→ About this task:
Check each of the following statements against the abstract on CaMKII and ventricular arrhythmias in mice. For each one, answer yes or no and quote the words of the abstract that settle it.
1. Ventricular tachycardia is the second most common cause of death in patients with Duchenne muscular dystrophy.
2. Protein kinase A inhibition blocked arrhythmogenic Ca²⁺ waves.
3. Mutation S2808A in RyR2 suppressed spontaneous Ca²⁺ waves in myocytes from mdx mice.

→ Selected excerpt:
..........

Inhibition of CaMKII phosphorylation of RyR2 prevents inducible ventricular arrhythmias in mice with Duchenne muscular dystrophy

Background: Ventricular tachycardia (VT) is the second most common cause of death in patients with Duchenne muscular dystrophy (DMD). Recent studies have implicated enhanced sarcoplasmic reticulum (SR) Ca²⁺ leak via type 2 ryanodine receptor (RyR2) as a cause of VT in the mdx mouse model of DMD. However, the signaling mechanisms underlying induction of SR Ca²⁺ leak and VT are poorly understood. Objective: To test whether enhanced Ca ²⁺/calmodulin-dependent protein kinase II (CaMKII) phosphorylation of RyR2 underlies SR Ca²⁺ leak and induction of VT in mdx mice. Methods: Programmed electrical stimulation was performed on anesthetized mice and confocal imaging of Ca²⁺ release events in isolated ventricular myocytes. Results: Programmed electrical stimulation revealed inducible VT in mdx mice, which was inhibited by CaMKII inhibition or mutation S2814A in RyR2. Myocytes from mdx mice exhibited more Ca²⁺ sparks and Ca²⁺ waves compared with wild-type mice, in particular at faster pacing rates. Arrhythmogenic Ca²⁺ waves were inhibited by CaMKII but not by protein kinase A inhibition. Moreover, mutation S2814A but not S2808A in RyR2 suppressed spontaneous Ca²⁺ waves in myocytes from mdx mice. Conclusions: CaMKII blockade and genetic inhibition of RyR2-S2814 phosphorylation prevent VT induction in a mouse model of DMD. In ventricular myocytes from mdx mice, spontaneous Ca²⁺ sparks and Ca²⁺ waves can be suppressed by CaMKII inhibition or mutation S2814A in RyR2. Thus, the inhibition of CaMKII-induced SR Ca²⁺ leak might be a new strategy to prevent arrhythmias in patients with DMD without heart failure.

..........

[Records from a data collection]
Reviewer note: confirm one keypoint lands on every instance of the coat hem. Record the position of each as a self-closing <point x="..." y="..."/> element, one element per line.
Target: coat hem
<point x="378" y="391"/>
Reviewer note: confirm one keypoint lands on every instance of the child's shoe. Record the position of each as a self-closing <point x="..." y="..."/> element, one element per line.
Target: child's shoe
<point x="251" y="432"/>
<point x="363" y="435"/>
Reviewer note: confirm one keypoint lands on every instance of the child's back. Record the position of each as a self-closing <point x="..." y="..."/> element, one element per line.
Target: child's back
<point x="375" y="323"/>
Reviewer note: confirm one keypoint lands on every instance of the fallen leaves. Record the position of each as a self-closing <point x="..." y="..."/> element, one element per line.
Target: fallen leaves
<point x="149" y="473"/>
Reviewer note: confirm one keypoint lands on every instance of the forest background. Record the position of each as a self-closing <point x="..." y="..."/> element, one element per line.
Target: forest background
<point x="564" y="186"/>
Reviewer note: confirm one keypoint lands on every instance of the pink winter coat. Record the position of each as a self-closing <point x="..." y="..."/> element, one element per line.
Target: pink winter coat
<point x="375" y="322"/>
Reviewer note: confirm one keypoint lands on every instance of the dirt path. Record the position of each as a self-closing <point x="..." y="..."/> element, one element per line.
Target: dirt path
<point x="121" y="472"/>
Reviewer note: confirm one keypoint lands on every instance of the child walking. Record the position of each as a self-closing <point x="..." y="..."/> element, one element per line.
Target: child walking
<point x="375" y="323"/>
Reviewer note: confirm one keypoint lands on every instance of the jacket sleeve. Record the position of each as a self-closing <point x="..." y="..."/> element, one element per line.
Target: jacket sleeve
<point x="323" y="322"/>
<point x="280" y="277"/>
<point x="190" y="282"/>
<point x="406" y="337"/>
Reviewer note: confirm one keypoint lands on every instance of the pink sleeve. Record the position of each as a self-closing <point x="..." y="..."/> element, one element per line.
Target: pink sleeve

..........

→ Solution to this exercise:
1. Yes: "Ventricular tachycardia (VT) is the second most common cause of death in patients with Duchenne muscular dystrophy (DMD)."
2. No: "Arrhythmogenic Ca²⁺ waves were inhibited by CaMKII but not by protein kinase A inhibition."
3. No: "mutation S2814A but not S2808A in RyR2 suppressed spontaneous Ca²⁺ waves in myocytes from mdx mice."